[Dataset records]

-.-.-

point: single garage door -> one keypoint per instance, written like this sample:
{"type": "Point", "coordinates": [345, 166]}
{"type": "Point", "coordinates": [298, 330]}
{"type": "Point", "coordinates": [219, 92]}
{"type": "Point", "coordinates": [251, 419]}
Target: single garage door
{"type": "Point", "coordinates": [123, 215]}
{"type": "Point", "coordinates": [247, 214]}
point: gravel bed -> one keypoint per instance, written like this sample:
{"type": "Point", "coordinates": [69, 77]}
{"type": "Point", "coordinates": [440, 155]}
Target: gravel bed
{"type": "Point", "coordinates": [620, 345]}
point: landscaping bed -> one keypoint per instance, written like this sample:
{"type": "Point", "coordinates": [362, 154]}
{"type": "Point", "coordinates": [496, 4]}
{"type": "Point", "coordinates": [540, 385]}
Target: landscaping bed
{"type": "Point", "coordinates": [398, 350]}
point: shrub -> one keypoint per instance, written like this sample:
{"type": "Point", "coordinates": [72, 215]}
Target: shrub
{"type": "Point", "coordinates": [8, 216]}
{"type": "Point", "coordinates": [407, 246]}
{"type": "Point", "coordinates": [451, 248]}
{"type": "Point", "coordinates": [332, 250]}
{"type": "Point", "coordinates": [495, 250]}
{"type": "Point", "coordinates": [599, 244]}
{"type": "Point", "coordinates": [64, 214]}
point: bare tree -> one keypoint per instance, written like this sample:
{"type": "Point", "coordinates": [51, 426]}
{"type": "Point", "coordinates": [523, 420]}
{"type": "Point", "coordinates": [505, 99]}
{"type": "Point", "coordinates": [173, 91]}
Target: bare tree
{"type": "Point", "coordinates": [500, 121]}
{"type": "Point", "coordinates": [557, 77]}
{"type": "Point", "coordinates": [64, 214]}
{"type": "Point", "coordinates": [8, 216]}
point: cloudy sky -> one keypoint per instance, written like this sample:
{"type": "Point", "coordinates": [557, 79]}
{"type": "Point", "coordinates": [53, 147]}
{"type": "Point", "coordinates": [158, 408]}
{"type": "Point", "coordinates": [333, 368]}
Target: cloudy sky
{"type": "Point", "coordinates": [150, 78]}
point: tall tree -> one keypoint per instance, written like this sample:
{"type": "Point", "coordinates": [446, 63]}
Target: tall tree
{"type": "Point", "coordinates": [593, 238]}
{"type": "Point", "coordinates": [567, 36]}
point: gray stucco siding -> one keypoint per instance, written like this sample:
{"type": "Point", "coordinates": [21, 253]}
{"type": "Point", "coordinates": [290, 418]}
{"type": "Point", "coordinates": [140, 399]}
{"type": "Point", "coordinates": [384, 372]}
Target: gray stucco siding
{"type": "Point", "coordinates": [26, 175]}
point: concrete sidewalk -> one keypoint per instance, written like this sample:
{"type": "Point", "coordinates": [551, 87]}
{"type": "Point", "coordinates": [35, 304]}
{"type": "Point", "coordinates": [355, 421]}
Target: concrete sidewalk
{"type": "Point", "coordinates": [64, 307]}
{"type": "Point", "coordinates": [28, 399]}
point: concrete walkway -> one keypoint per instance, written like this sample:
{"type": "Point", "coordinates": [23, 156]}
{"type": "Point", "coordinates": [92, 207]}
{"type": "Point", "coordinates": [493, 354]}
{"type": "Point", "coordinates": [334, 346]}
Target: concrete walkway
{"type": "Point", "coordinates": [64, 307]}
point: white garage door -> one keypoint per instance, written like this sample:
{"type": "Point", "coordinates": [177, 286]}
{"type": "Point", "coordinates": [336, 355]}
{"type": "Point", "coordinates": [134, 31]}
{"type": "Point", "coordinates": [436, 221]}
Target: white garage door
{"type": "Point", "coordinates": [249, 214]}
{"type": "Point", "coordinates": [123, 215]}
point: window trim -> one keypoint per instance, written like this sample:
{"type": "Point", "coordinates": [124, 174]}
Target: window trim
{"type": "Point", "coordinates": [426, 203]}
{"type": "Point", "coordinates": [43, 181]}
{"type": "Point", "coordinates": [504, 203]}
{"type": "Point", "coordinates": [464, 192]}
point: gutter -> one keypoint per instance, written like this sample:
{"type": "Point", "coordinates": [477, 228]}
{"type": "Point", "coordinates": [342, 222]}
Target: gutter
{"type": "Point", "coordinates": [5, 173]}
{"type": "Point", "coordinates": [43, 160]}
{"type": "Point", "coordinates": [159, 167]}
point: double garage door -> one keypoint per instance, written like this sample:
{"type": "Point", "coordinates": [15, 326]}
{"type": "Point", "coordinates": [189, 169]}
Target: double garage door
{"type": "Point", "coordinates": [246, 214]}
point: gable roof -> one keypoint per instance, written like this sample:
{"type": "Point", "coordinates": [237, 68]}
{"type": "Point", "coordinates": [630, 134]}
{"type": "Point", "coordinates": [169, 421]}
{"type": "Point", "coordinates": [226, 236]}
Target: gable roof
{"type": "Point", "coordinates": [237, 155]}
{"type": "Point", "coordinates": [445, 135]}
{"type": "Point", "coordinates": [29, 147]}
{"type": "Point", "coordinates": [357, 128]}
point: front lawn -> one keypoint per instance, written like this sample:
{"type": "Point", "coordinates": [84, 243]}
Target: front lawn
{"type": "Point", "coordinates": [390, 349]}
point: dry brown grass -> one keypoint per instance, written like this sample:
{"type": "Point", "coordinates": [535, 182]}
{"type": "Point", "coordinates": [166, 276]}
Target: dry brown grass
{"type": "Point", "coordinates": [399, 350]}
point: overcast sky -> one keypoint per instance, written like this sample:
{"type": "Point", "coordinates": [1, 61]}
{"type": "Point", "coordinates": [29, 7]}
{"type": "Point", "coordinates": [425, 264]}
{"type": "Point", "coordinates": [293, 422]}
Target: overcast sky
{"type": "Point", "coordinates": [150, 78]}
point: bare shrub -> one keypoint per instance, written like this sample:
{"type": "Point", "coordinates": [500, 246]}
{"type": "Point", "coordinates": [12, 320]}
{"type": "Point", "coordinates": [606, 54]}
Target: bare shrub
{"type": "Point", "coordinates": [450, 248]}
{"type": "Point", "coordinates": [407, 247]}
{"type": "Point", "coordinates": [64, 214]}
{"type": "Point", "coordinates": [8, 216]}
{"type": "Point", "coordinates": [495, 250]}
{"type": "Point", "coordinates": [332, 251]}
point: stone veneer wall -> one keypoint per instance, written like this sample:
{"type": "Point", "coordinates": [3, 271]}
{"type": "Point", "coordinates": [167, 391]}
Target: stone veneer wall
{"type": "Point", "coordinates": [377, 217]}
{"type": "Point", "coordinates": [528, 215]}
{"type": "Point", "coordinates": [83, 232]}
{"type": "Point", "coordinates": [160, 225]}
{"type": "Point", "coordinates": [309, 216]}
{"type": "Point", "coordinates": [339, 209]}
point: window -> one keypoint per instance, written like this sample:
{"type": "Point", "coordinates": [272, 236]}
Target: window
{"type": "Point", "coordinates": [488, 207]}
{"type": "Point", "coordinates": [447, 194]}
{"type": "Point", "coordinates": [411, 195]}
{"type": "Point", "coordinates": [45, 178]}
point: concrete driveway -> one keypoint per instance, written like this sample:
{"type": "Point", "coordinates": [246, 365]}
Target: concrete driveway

-.-.-

WHAT NEEDS TO BE DONE: Please count the lines in the records that hold the string "driveway", and give the number alone.

ANSWER FOR THIS EXERCISE: 2